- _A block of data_
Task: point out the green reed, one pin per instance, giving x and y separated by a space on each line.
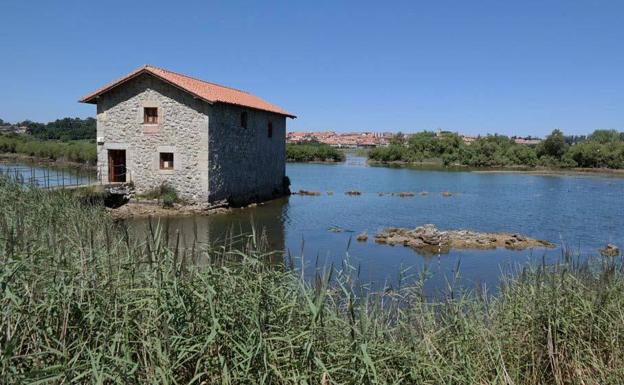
83 302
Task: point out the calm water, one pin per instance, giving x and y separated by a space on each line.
46 176
584 212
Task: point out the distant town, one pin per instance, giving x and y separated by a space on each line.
375 139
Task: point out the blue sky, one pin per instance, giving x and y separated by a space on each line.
511 67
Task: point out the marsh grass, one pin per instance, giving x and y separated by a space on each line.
82 302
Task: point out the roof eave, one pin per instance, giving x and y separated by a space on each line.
92 98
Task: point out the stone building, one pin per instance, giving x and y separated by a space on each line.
209 142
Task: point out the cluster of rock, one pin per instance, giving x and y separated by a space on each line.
610 250
307 192
430 239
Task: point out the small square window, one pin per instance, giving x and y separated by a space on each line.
150 115
166 160
244 119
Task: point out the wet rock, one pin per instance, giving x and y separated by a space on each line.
306 192
610 250
428 238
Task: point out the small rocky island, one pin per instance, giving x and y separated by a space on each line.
429 239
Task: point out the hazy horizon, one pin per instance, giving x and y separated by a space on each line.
470 67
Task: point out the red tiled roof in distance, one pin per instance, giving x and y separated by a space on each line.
210 92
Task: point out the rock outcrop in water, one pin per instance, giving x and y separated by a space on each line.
430 239
610 250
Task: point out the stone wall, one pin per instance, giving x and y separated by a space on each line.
245 164
182 129
214 157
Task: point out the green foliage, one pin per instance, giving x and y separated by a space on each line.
85 302
604 148
76 151
313 152
553 146
66 129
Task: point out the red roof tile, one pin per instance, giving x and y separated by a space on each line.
210 92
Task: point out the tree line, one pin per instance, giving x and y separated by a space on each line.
313 151
601 149
65 129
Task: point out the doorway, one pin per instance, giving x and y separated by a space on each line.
116 166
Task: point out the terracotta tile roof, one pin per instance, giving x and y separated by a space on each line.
210 92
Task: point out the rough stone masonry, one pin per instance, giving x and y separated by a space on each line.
215 156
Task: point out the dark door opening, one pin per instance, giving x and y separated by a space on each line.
116 166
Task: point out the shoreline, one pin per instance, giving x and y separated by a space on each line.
37 161
433 165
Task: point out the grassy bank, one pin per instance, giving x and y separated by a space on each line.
82 302
313 153
74 151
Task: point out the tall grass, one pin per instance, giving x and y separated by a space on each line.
82 302
73 151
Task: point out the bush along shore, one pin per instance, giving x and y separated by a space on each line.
83 302
313 152
601 149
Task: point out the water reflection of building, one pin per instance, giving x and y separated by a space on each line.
262 226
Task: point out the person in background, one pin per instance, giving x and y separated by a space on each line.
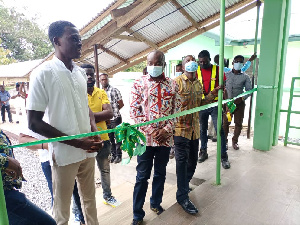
116 102
59 86
187 130
208 76
19 209
4 102
236 81
153 96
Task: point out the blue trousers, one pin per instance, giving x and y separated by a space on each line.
203 115
186 155
160 157
21 211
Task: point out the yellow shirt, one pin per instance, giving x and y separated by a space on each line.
96 101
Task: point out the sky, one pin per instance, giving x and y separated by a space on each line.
79 13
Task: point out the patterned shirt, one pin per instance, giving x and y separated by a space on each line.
4 97
191 96
150 100
8 182
114 95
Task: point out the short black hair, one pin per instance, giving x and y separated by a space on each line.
204 53
57 29
87 66
239 56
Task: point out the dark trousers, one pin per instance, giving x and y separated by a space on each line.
48 174
160 156
238 115
22 211
7 107
186 155
213 112
116 147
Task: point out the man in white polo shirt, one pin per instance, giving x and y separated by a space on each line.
60 86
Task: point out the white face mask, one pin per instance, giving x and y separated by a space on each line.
177 74
238 66
154 71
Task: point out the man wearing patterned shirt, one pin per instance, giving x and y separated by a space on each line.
187 130
116 102
19 209
153 96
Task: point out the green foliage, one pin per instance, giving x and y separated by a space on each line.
137 68
22 37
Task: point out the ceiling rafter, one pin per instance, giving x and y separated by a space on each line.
185 13
163 47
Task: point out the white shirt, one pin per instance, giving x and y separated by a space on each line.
64 93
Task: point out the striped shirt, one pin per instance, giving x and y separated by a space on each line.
191 96
150 100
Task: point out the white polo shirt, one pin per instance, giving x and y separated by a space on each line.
64 93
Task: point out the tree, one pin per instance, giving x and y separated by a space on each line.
22 37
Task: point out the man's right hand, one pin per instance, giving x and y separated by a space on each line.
90 144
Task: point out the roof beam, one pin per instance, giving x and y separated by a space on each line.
141 38
186 15
115 25
190 33
111 53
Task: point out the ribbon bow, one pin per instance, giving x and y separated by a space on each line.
130 136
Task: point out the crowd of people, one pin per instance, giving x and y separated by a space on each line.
63 100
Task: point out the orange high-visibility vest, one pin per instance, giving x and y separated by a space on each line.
212 81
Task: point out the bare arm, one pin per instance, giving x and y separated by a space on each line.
106 113
36 124
120 103
23 138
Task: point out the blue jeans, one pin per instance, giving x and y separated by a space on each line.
160 156
48 174
21 211
104 167
186 155
203 115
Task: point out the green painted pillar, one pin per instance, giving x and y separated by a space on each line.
268 73
285 38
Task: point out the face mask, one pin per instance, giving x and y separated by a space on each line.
154 71
238 66
177 74
91 84
191 66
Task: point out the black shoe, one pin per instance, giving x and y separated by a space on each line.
137 222
118 159
225 163
158 210
202 156
188 206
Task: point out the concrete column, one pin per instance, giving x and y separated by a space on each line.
268 73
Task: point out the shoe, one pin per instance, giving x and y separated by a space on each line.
225 163
137 222
112 202
202 156
235 146
158 210
188 206
118 159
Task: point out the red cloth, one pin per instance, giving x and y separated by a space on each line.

- _Exercise_
Write the lines out verbatim, from the one with "Task: point out the white shirt, one" through the last line of the entries, and stop there.

- _Expected answer_
Task: point out the white shirt, one pin per instance, giving x and y separated by a space on each line.
64 93
Task: point out the striped shirt, one pin per instance, giving x and y separated by a space on each line.
191 96
150 100
Task: point out the white polo shirt, one pin per instance, giving x and y separated by a space on each line.
64 93
Task: point out the tree, one pin per instance, giving x and y separated by a space on each line.
22 37
Task: point out the man's right hand, one pin per instance, giving x and y separated by a space on each line.
90 144
Task: point out the roof beam, one pin per instance, giving x and y separated by a space on each line.
141 38
186 15
115 25
190 33
111 53
Task: point out the ribbon bow, one pin per instance, giving x and y separated by a space on each line.
130 136
Task: point out the crowd of people, one pin per instance, giving x and y separated by a space on each line.
63 100
Task: point out the orange high-visibility vest, one pin per instance, giving x and y separated by a space on each line.
212 81
Task: point out the bare arm, one pin per instance, giving x and y separated by a space on each line.
106 113
36 124
120 103
23 138
Task: point out the blue jeans, one pin per instance, giving x and y separated by a space on each line.
160 156
48 174
21 211
104 167
186 155
203 115
Task: point out the green painted pillar, one pin per instance, giving x and y separated by a space on each line.
268 73
285 38
Task: point out the face mask, one pin per instance, giving x and y separated by a space on each line.
154 71
238 66
177 74
91 84
191 66
Task: point out the black shoe, one pin per instance, giving x and y separated by a space on each line.
137 222
118 159
225 163
158 210
202 156
188 206
Task: point out the concrete column, one pin per instance, giving x and y separated by a space on each line.
268 73
Task: point out the shoe, one pin per instance, giving x and y separated by a space on each line.
225 163
137 222
112 202
202 156
235 146
158 210
188 206
118 159
Task: point out the red cloth, one pin per instance, giving x and y separated by a space on each line.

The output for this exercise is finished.